### Exercise materials:
-- Start --

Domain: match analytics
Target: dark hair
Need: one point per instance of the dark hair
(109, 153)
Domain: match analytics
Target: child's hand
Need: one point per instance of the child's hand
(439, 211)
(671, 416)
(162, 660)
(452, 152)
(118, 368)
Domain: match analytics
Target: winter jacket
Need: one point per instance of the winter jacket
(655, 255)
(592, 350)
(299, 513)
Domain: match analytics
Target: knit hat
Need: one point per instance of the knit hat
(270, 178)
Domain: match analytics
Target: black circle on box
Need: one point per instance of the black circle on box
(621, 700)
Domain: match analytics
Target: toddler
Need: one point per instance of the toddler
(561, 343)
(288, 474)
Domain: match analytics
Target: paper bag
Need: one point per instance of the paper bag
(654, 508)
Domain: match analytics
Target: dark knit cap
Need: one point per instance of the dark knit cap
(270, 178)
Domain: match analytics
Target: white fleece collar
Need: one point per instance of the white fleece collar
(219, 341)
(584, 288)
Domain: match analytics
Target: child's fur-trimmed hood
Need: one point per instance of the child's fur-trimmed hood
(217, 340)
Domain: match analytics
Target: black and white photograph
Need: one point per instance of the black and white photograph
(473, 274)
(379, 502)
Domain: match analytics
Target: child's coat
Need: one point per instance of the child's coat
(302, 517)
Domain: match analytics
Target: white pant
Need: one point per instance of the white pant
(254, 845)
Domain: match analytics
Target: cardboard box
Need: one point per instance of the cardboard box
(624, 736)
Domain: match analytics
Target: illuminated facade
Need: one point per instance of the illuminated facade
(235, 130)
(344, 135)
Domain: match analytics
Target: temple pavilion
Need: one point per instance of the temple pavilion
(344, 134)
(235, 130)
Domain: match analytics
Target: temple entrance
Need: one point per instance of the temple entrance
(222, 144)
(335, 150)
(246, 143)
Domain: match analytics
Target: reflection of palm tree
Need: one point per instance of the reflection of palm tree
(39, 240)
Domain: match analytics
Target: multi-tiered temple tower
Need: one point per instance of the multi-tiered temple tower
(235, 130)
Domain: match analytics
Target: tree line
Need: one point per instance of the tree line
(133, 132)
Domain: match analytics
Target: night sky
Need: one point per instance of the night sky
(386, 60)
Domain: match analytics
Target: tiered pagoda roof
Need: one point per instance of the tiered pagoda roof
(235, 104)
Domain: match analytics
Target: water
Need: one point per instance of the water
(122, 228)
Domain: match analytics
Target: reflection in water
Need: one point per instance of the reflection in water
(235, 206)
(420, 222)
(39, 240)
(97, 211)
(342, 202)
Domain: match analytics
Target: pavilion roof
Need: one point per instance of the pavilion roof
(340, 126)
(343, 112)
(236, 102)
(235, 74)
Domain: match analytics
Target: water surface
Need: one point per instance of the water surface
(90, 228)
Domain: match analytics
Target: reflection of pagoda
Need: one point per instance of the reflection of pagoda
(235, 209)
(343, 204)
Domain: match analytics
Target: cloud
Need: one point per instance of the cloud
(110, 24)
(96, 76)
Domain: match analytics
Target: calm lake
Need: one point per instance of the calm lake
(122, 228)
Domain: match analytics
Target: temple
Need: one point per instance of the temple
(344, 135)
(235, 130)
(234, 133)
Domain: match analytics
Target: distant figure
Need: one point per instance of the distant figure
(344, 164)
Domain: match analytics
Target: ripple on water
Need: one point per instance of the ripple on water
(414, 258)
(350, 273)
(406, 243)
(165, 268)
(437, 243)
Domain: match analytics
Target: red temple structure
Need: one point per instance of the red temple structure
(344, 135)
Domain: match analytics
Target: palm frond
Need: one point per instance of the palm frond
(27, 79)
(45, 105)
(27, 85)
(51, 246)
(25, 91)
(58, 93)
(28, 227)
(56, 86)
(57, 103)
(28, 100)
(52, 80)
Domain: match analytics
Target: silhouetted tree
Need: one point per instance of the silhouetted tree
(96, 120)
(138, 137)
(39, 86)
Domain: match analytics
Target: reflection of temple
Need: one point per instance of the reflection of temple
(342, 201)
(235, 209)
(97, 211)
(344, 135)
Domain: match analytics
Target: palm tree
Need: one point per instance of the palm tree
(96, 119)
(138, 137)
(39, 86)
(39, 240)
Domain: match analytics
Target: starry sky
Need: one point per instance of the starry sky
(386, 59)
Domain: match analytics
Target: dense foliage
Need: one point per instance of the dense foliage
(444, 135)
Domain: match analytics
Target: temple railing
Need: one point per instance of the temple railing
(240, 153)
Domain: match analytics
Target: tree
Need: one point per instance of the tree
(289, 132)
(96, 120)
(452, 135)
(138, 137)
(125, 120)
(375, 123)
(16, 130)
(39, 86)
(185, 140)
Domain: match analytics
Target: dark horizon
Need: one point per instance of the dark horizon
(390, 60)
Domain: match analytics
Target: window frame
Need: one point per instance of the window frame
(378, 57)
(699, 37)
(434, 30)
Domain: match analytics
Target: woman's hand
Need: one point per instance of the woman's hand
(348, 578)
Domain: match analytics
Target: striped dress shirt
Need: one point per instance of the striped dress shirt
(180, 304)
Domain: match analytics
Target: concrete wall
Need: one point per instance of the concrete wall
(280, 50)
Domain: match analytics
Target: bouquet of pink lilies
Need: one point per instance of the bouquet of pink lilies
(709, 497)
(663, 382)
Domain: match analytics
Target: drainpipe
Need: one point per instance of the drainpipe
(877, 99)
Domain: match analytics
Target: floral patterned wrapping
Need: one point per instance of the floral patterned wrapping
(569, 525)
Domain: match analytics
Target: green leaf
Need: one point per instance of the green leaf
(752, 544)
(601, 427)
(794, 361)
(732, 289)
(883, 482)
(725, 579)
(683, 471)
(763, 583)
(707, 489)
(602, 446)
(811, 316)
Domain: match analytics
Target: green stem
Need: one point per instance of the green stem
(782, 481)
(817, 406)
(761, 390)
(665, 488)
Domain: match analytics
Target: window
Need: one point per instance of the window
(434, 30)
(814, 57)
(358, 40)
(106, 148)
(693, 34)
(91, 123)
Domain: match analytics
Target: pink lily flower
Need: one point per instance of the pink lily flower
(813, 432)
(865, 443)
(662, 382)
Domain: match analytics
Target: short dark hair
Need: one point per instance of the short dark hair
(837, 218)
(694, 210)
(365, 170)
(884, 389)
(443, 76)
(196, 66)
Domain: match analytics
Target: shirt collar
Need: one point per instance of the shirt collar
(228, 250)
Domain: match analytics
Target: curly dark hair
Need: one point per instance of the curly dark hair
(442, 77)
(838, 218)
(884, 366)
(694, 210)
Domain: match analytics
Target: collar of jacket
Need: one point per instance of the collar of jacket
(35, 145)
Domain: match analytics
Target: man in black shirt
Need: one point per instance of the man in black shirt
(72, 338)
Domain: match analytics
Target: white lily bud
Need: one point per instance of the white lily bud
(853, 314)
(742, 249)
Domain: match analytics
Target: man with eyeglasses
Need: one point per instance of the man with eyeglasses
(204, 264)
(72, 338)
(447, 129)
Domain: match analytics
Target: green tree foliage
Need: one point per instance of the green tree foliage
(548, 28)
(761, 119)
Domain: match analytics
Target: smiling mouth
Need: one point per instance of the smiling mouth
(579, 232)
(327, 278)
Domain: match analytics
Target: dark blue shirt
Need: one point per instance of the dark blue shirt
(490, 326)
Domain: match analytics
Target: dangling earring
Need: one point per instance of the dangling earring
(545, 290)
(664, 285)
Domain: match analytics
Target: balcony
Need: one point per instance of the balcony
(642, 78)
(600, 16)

-- End --

### Stated goal:
Your task is to repeat each line of the material exactly.

### The completed task:
Domain: match analytics
Target: dark hair
Need: one point per instance of the dark hair
(109, 153)
Domain: match analytics
Target: child's hand
Need: one point per instance of the child's hand
(439, 211)
(671, 416)
(162, 660)
(452, 152)
(118, 368)
Domain: match analytics
Target: winter jacket
Need: one point per instance of the winter jacket
(655, 255)
(592, 350)
(299, 513)
Domain: match analytics
Target: knit hat
Need: one point per instance of the knit hat
(270, 178)
Domain: match analytics
Target: black circle on box
Need: one point per instance of the black circle on box
(621, 700)
Domain: match analytics
Target: toddler
Need: one point per instance of the toddler
(561, 343)
(288, 474)
Domain: match analytics
Target: paper bag
Need: one point per instance of the paper bag
(654, 508)
Domain: match analytics
Target: dark knit cap
Need: one point per instance of the dark knit cap
(270, 178)
Domain: match analytics
Target: white fleece collar
Need: one point per instance of the white fleece collar
(219, 341)
(584, 288)
Domain: match analytics
Target: child's fur-trimmed hood
Need: one point per instance of the child's fur-trimmed hood
(217, 340)
Domain: match analytics
Target: black and white photograph
Need: one point per instance of the black and white photograph
(473, 274)
(379, 502)
Domain: match analytics
Target: child's coat
Need: one point per instance of the child's coat
(302, 517)
Domain: match analytics
Target: white pant
Need: one point per instance of the white pant
(254, 845)
Domain: match analytics
Target: cardboard box
Need: one point per instance of the cardboard box
(624, 736)
Domain: match analytics
Target: illuminated facade
Need: one point per instance of the illuminated facade
(235, 130)
(344, 135)
Domain: match analytics
Target: temple pavilion
Need: one point per instance of the temple pavilion
(344, 134)
(235, 130)
Domain: match analytics
Target: temple entrance
Need: one point per instance of the temple entrance
(222, 144)
(335, 150)
(246, 143)
Domain: match analytics
Target: reflection of palm tree
Need: one point per instance of the reflection of palm tree
(39, 240)
Domain: match analytics
Target: multi-tiered temple tower
Need: one point per instance of the multi-tiered temple tower
(235, 130)
Domain: match analytics
Target: tree line
Need: one point per instance of the tree line
(133, 132)
Domain: match analytics
Target: night sky
Need: one point per instance of the night sky
(386, 60)
Domain: match analytics
Target: tiered pagoda roof
Need: one point per instance of the tiered pagoda roof
(235, 104)
Domain: match analytics
Target: water
Need: one point per instance of the water
(122, 228)
Domain: match analytics
Target: reflection in water
Need: one point per instance of the reflection in water
(235, 206)
(420, 222)
(39, 240)
(97, 211)
(342, 202)
Domain: match analytics
Target: pavilion roof
Need: one point per instance of the pavilion roof
(340, 126)
(343, 112)
(236, 102)
(235, 74)
Domain: match analytics
Target: water surface
Need: one point per instance of the water surface
(90, 228)
Domain: match analytics
Target: reflection of pagoda
Need: one point per instance of the reflection of pagoda
(235, 209)
(343, 204)
Domain: match analytics
Target: cloud
Need: one point per instance of the cloud
(110, 24)
(96, 76)
Domain: match analytics
Target: calm lake
Need: one point per instance of the calm lake
(122, 228)
Domain: match analytics
Target: temple
Need: one point per instance of the temple
(344, 135)
(235, 130)
(234, 133)
Domain: match analytics
Target: distant figure
Need: one point per instance of the distant figure
(344, 164)
Domain: match analytics
Target: ripple on water
Need: one point per instance of the ripple on water
(414, 258)
(350, 273)
(406, 243)
(165, 268)
(437, 243)
Domain: match analytics
Target: red temple structure
Need: one point per instance of the red temple structure
(344, 135)
Domain: match analytics
Target: palm frond
Need: one point per instance of the palm frond
(27, 79)
(45, 105)
(27, 85)
(51, 246)
(25, 91)
(58, 93)
(28, 227)
(56, 86)
(57, 103)
(28, 100)
(52, 80)
Domain: match analytics
Target: silhouetted tree
Need: one point per instance of the silhouetted tree
(96, 120)
(138, 137)
(39, 86)
Domain: match analytics
Target: reflection of temple
Need: one point per instance of the reflection of temple
(342, 201)
(235, 209)
(97, 211)
(344, 135)
Domain: match analytics
Target: palm tree
Need: one point per instance of the palm tree
(96, 119)
(138, 137)
(39, 86)
(39, 240)
Domain: match analytics
Target: starry sky
Need: one point per instance of the starry sky
(386, 59)
Domain: match analytics
Target: dense foliage
Need: one point per instance of the dense foliage
(444, 135)
Domain: match analytics
Target: temple railing
Need: one point per instance of the temple railing
(240, 153)
Domain: match analytics
Target: tree
Need: one point per instance of the tree
(289, 132)
(96, 120)
(452, 135)
(138, 137)
(125, 120)
(375, 123)
(16, 130)
(39, 86)
(185, 140)
Domain: match analytics
Target: dark horizon
Need: one point per instance of the dark horizon
(390, 60)
Domain: match analytics
Target: window frame
Need: one point per instance of the window frame
(378, 57)
(699, 37)
(434, 30)
Domain: match analytics
Target: woman's hand
Need: one point per instance of the woman's hand
(348, 578)
Domain: match analytics
Target: striped dress shirt
Need: one point per instance of the striped dress shirt
(180, 304)
Domain: match analytics
Target: concrete wall
Need: one point per instance of the concrete wall
(280, 50)
Domain: match analytics
Target: bouquet of pink lilies
Need: one point per instance of the bouquet of pink lilies
(709, 497)
(663, 382)
Domain: match analytics
Target: drainpipe
Need: one point per instance of the drainpipe
(877, 99)
Domain: match analytics
Target: floral patterned wrapping
Need: one point per instance of the floral patterned wrapping
(569, 525)
Domain: match analytics
Target: green leaf
Need: one point per instance of the green leaf
(752, 544)
(601, 427)
(794, 361)
(732, 289)
(883, 482)
(725, 579)
(683, 471)
(763, 583)
(707, 489)
(602, 446)
(811, 316)
Domain: match analytics
Target: green stem
Need: one point per instance of the green stem
(782, 481)
(817, 406)
(761, 390)
(665, 488)
Domain: match analytics
Target: window
Need: one point per instance of the window
(434, 30)
(814, 57)
(358, 40)
(106, 148)
(693, 34)
(91, 123)
Domain: match analytics
Target: pink lily flower
Need: one point per instance of the pink lily flower
(813, 432)
(865, 443)
(662, 382)
Domain: match analytics
Target: short dark hair
Need: one point per instance of the short dark hair
(837, 218)
(694, 210)
(365, 170)
(884, 389)
(443, 76)
(196, 66)
Domain: match analytics
Target: shirt collar
Need: one point per instance of the shirt collar
(228, 250)
Domain: match analytics
Target: curly dark hair
Need: one point per instance of the curly dark hair
(442, 77)
(838, 218)
(884, 366)
(694, 210)
Domain: match analytics
Target: collar of jacket
Need: one point per instance of the collar of jacket
(35, 145)
Domain: match analytics
Target: man in black shirt
Need: one point per instance of the man in black shirt
(72, 338)
Domain: match analytics
Target: white lily bud
Need: one point per instance of the white lily bud
(853, 314)
(742, 249)
Domain: match analytics
Target: man with eyeglasses
Need: one point per instance of the man with eyeglasses
(204, 264)
(72, 338)
(447, 129)
Domain: match analytics
Target: green tree foliage
Need: one point per instance of the green tree foliage
(548, 28)
(761, 119)
Domain: match analytics
Target: smiling mouth
Need: one point per instance of the smiling mouth
(579, 232)
(327, 278)
Domain: match analytics
Target: dark blue shirt
Need: one point per instance of the dark blue shirt
(490, 326)
Domain: match analytics
Target: dangling earring
Need: one point per instance of the dangling earring
(545, 290)
(664, 285)
Domain: match analytics
Target: balcony
Need: one point per instance of the balcony
(642, 78)
(600, 16)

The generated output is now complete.